**Information given:**
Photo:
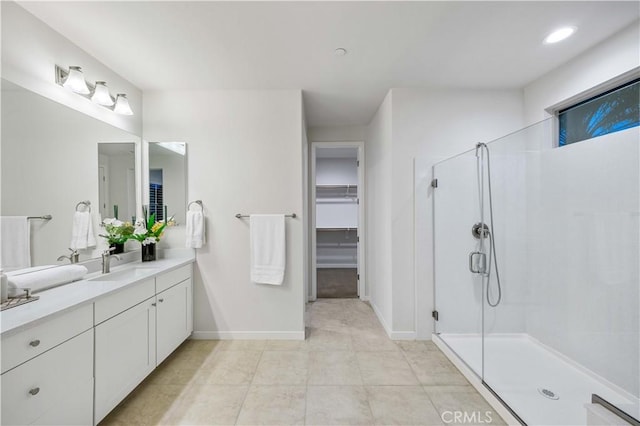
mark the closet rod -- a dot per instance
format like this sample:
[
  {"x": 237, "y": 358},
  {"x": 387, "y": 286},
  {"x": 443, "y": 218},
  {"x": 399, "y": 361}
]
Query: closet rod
[
  {"x": 44, "y": 217},
  {"x": 240, "y": 216}
]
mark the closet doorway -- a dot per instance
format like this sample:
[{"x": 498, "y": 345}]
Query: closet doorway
[{"x": 337, "y": 220}]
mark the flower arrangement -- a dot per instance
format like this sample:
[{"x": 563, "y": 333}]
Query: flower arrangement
[
  {"x": 117, "y": 231},
  {"x": 149, "y": 231}
]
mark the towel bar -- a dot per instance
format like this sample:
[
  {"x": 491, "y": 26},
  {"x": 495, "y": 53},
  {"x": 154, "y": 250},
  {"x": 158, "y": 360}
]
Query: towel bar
[
  {"x": 85, "y": 203},
  {"x": 44, "y": 217},
  {"x": 198, "y": 202},
  {"x": 240, "y": 216}
]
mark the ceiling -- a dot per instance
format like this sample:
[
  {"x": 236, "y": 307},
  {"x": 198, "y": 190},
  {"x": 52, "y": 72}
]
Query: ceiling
[{"x": 290, "y": 45}]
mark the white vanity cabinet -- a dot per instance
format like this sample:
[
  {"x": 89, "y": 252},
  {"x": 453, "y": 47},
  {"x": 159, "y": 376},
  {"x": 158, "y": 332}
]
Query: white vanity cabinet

**Instructions for the task:** Copy out each line of the records that holds the string "white".

**Your response:**
mark the white vanity cabinet -- a dot per instance
Query: white vanity cabinet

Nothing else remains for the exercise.